▶ Tarefa proposta
Reproduza todas as linhas da listagem abaixo, sem omitir nenhuma, deslocando em 62 cada coordenada das respostas. Os demais números da listagem permanecem como estão.

▶ Listagem de dados

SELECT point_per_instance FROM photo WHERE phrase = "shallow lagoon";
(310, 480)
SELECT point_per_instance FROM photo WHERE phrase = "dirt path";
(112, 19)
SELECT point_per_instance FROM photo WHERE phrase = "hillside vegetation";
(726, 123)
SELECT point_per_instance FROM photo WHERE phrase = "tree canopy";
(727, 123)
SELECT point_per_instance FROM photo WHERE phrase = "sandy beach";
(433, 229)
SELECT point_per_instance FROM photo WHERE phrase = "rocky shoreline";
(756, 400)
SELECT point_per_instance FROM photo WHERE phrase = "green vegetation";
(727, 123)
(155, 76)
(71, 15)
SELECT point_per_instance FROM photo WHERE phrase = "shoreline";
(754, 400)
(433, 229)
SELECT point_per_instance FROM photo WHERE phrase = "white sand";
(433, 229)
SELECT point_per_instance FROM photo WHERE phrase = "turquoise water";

▶ Resposta
SELECT point_per_instance FROM photo WHERE phrase = "shallow lagoon";
(372, 542)
SELECT point_per_instance FROM photo WHERE phrase = "dirt path";
(174, 81)
SELECT point_per_instance FROM photo WHERE phrase = "hillside vegetation";
(788, 185)
SELECT point_per_instance FROM photo WHERE phrase = "tree canopy";
(789, 185)
SELECT point_per_instance FROM photo WHERE phrase = "sandy beach";
(495, 291)
SELECT point_per_instance FROM photo WHERE phrase = "rocky shoreline";
(818, 462)
SELECT point_per_instance FROM photo WHERE phrase = "green vegetation";
(789, 185)
(217, 138)
(133, 77)
SELECT point_per_instance FROM photo WHERE phrase = "shoreline";
(816, 462)
(495, 291)
SELECT point_per_instance FROM photo WHERE phrase = "white sand";
(495, 291)
SELECT point_per_instance FROM photo WHERE phrase = "turquoise water";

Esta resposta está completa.